+++ Raw data

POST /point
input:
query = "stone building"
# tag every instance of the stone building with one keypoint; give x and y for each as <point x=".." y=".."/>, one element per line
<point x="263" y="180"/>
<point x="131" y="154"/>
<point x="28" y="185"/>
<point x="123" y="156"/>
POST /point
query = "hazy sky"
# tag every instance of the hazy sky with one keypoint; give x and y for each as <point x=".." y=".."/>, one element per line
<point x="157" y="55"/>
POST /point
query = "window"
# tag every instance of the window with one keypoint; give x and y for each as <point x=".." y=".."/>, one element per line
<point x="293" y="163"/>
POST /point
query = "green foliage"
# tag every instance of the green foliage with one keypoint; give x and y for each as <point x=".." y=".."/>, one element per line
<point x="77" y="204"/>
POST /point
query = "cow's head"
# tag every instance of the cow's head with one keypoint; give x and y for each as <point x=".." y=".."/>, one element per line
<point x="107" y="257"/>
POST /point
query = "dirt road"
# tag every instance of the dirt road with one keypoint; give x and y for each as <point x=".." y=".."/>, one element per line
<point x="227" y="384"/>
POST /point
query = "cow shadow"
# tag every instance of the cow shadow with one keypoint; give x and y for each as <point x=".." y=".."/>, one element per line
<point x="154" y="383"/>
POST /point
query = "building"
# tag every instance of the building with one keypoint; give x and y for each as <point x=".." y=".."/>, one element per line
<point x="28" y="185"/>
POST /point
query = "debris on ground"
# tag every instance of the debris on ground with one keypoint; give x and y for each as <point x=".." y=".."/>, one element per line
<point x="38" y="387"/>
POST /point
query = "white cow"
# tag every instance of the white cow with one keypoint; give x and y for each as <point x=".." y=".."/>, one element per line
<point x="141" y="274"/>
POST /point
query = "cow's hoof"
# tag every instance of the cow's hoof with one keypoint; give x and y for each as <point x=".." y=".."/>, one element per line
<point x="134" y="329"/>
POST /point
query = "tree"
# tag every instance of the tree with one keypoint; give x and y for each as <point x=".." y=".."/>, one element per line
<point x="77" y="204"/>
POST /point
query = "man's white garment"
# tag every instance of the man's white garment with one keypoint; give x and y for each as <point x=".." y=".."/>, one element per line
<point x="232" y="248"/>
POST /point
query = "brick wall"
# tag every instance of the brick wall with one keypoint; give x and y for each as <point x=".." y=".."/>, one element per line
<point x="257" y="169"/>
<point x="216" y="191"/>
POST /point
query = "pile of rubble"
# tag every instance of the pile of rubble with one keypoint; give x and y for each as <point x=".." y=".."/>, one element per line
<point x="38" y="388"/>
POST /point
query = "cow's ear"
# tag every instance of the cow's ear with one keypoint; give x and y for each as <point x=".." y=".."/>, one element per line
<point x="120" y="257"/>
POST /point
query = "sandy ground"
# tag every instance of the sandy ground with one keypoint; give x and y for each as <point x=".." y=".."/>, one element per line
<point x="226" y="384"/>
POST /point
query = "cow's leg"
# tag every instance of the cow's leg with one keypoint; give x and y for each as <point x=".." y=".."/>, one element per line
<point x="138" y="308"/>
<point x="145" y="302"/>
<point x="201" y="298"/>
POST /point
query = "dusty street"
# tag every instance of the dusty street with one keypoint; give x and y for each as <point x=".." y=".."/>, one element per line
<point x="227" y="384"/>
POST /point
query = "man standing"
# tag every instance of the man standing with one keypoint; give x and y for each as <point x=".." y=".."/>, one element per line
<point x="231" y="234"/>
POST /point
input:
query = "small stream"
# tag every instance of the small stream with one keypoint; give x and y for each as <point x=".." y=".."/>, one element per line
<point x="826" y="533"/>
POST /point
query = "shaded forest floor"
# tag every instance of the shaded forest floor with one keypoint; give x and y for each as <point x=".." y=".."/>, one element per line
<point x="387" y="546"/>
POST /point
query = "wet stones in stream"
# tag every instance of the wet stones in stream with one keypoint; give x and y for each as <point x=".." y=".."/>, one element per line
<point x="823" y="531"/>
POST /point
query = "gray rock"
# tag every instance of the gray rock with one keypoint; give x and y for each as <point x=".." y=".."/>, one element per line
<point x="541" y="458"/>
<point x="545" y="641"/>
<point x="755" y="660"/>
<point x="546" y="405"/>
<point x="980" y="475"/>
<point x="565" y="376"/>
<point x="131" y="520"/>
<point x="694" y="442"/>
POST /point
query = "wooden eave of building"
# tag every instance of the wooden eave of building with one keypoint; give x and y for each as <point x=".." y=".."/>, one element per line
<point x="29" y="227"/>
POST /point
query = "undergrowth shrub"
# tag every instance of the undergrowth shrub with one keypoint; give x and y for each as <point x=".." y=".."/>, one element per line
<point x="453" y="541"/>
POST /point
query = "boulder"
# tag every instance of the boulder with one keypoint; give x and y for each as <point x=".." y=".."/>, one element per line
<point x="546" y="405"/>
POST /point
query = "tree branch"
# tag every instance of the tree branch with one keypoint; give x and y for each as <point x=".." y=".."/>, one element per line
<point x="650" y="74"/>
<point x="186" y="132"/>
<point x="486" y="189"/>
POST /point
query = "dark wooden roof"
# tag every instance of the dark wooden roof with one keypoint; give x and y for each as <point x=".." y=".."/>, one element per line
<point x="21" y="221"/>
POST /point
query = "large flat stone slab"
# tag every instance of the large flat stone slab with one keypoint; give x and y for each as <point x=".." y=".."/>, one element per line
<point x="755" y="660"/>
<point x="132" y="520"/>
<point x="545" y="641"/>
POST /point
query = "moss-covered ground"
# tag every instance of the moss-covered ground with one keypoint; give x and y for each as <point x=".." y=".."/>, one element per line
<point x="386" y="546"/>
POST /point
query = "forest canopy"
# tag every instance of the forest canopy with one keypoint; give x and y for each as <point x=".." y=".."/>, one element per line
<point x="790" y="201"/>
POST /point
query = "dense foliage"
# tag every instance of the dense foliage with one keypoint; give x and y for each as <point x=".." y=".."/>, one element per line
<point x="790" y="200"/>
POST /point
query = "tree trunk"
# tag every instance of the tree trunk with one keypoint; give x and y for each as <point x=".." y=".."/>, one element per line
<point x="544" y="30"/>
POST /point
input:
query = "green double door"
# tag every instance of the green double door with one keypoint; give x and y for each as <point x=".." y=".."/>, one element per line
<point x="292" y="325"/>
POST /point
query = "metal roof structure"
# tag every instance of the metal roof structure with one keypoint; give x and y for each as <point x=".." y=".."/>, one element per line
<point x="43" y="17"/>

++++++

Reproduce the listing shown above in its entirety, exactly.

POST /point
input:
query = "stone building"
# tag every instance of the stone building with one keypoint; give x and y for each as <point x=".." y=".."/>, one element per line
<point x="263" y="180"/>
<point x="131" y="154"/>
<point x="28" y="185"/>
<point x="123" y="156"/>
POST /point
query = "hazy sky"
# tag every instance of the hazy sky with one keypoint; give x and y for each as <point x=".." y=".."/>, one element per line
<point x="157" y="55"/>
POST /point
query = "window"
# tag every instance of the window with one keypoint; give x and y for each as <point x=".." y=".."/>, one element per line
<point x="293" y="163"/>
POST /point
query = "green foliage"
# tag every instance of the green foliage with one keypoint; give x and y for each as <point x=".." y=".."/>, one element per line
<point x="77" y="204"/>
POST /point
query = "cow's head"
# tag every instance of the cow's head with one keypoint; give x and y for each as <point x=".." y=".."/>, one element per line
<point x="107" y="257"/>
POST /point
query = "dirt road"
# tag every instance of the dirt road with one keypoint; give x and y for each as <point x=".." y=".."/>, one element per line
<point x="227" y="384"/>
POST /point
query = "cow shadow"
# tag every instance of the cow shadow with one keypoint; give x and y for each as <point x=".." y=".."/>, one element per line
<point x="154" y="383"/>
POST /point
query = "building"
# tag every instance of the building with one keypoint; give x and y for each as <point x=".." y=".."/>, one element per line
<point x="28" y="185"/>
POST /point
query = "debris on ground"
# tag every instance of the debris on ground with one keypoint; give x and y for each as <point x=".." y=".."/>, one element per line
<point x="38" y="387"/>
POST /point
query = "white cow"
# tag every instance of the white cow with one keypoint; give x and y for each as <point x=".." y=".."/>, one element per line
<point x="141" y="274"/>
POST /point
query = "cow's hoof"
# tag every instance of the cow's hoof with one keypoint; give x and y for each as <point x=".." y=".."/>, one element per line
<point x="134" y="329"/>
POST /point
query = "tree"
# tag every instance of the tree with one keypoint; give x and y for each as <point x=".." y=".."/>, one element per line
<point x="77" y="204"/>
POST /point
query = "man's white garment"
# tag every instance of the man's white garment with one keypoint; give x and y for each as <point x=".." y=".."/>, one element per line
<point x="232" y="248"/>
POST /point
query = "brick wall"
# tag every instance of the brick wall with one keypoint; give x and y for each as <point x=".." y=".."/>, one element per line
<point x="257" y="169"/>
<point x="216" y="191"/>
POST /point
query = "pile of rubble"
# tag every instance of the pile of rubble with one keypoint; give x and y for each as <point x=".." y=".."/>, one element per line
<point x="38" y="388"/>
POST /point
query = "cow's ear"
# tag every instance of the cow's ear with one keypoint; give x and y for each as <point x=".." y=".."/>, one element per line
<point x="120" y="257"/>
POST /point
query = "sandy ground"
# tag every instance of the sandy ground with one keypoint; give x and y for each as <point x=".." y=".."/>, one element per line
<point x="226" y="384"/>
POST /point
query = "cow's leg"
# tag every instance of the cow's leg with one keypoint; give x and y for each as <point x=".." y=".."/>, one element per line
<point x="138" y="308"/>
<point x="145" y="302"/>
<point x="201" y="298"/>
POST /point
query = "dusty street"
# tag every instance of the dusty street with one keypoint; give x and y for each as <point x=".." y=".."/>, one element per line
<point x="227" y="384"/>
POST /point
query = "man standing"
# tag every instance of the man standing with one keypoint; give x and y for each as <point x=".." y=".."/>, one element per line
<point x="231" y="234"/>
POST /point
input:
query = "small stream"
# tag every instance of the small stream with one keypoint; give x and y for each as <point x=".." y=".."/>, one element per line
<point x="826" y="533"/>
POST /point
query = "shaded forest floor"
# tag every instance of the shaded forest floor with one keypoint; give x and y for each as <point x=".." y=".."/>, one element per line
<point x="387" y="546"/>
POST /point
query = "wet stones in stream"
# tag every instance of the wet stones in stream with one keypoint; give x and y for each as <point x=".." y=".."/>, one element per line
<point x="823" y="531"/>
POST /point
query = "gray rock"
# tag every instance of the gray rock with one keypoint; give x and y for each as <point x=".." y=".."/>, one element per line
<point x="541" y="458"/>
<point x="545" y="641"/>
<point x="755" y="660"/>
<point x="546" y="405"/>
<point x="980" y="475"/>
<point x="565" y="376"/>
<point x="131" y="520"/>
<point x="694" y="442"/>
POST /point
query = "wooden eave of building"
# tag every instance of the wooden eave of building with one keypoint; give x and y for each as <point x=".." y=".."/>, one element per line
<point x="29" y="227"/>
POST /point
query = "undergrowth shrub"
# tag every instance of the undergrowth shrub with one keypoint; give x and y for each as <point x=".." y=".."/>, one element per line
<point x="453" y="541"/>
POST /point
query = "boulder"
# tag every instance of the boulder with one keypoint; give x and y for each as <point x=".." y=".."/>, one element per line
<point x="546" y="405"/>
POST /point
query = "tree branch"
# tag every instance of the tree branch with one keypoint; give x and y for each as <point x=".." y=".."/>, one element per line
<point x="650" y="74"/>
<point x="186" y="132"/>
<point x="486" y="189"/>
POST /point
query = "dark wooden roof"
# tag every instance of the dark wooden roof with one keypoint; give x and y for each as <point x=".." y=".."/>, one element per line
<point x="21" y="221"/>
POST /point
query = "large flat stone slab"
# tag every instance of the large flat stone slab with one keypoint; give x and y for each as <point x=".." y=".."/>, one element per line
<point x="755" y="660"/>
<point x="132" y="520"/>
<point x="545" y="641"/>
POST /point
query = "moss-covered ground"
# tag every instance of the moss-covered ground with one keypoint; give x and y for each as <point x=".." y=".."/>, one element per line
<point x="386" y="546"/>
POST /point
query = "forest canopy"
# tag every instance of the forest canopy with one keypoint; give x and y for each as <point x=".." y=".."/>, one element per line
<point x="790" y="201"/>
POST /point
query = "dense foliage"
# tag every instance of the dense foliage with one keypoint; give x and y for each as <point x=".." y=".."/>, one element per line
<point x="790" y="200"/>
POST /point
query = "tree trunk"
# tag every instance of the tree trunk with one keypoint; give x and y for each as <point x=".." y=".."/>, one element per line
<point x="544" y="30"/>
POST /point
input:
query = "green double door"
# tag every instance of the green double door with one keypoint; give x and y for each as <point x=".." y=".."/>, one element per line
<point x="292" y="325"/>
POST /point
query = "metal roof structure"
# tag every instance of the metal roof structure with one keypoint; give x and y for each as <point x=".." y=".."/>, one element per line
<point x="43" y="17"/>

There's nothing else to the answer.